» **Data provided**:
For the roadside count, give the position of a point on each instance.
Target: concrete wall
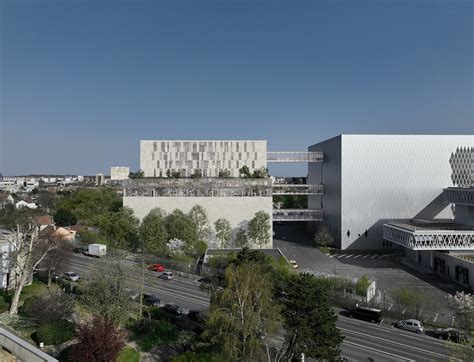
(238, 210)
(328, 173)
(384, 177)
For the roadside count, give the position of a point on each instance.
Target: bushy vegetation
(55, 333)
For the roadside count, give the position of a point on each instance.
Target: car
(151, 300)
(372, 315)
(451, 334)
(133, 294)
(71, 276)
(156, 267)
(412, 325)
(167, 275)
(293, 264)
(173, 309)
(205, 280)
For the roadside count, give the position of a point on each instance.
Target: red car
(156, 267)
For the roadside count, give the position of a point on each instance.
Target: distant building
(119, 173)
(99, 179)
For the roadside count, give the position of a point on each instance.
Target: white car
(293, 264)
(73, 277)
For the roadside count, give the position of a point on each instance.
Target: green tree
(223, 231)
(198, 215)
(309, 320)
(120, 229)
(243, 314)
(64, 217)
(259, 228)
(241, 238)
(323, 237)
(104, 292)
(153, 232)
(182, 227)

» **Problem description**:
Set down the material exactly as given, but print none of the pictures.

» **Your response**:
For the roadside count, give the position of a point on each instance.
Target: concrete wall
(238, 210)
(328, 173)
(384, 177)
For the roadside count, give the position of a point on each instance.
Target: bushy vegetation
(55, 333)
For the roadside count, give the position of a point on each instance.
Target: car
(151, 300)
(372, 315)
(451, 334)
(133, 294)
(71, 276)
(156, 267)
(412, 325)
(167, 275)
(293, 264)
(173, 309)
(205, 280)
For the roadside count, give the position of a point on each instance.
Target: red car
(156, 267)
For the roadside count, give the position of a point on each instance.
Target: distant building
(119, 173)
(99, 179)
For the roadside count, give the position of a point on each instance.
Target: white car
(293, 264)
(73, 277)
For the roadside count, give the position of a point on each instance.
Target: green tree
(223, 231)
(198, 215)
(309, 320)
(120, 229)
(243, 314)
(64, 217)
(259, 228)
(241, 238)
(323, 237)
(104, 292)
(153, 232)
(182, 227)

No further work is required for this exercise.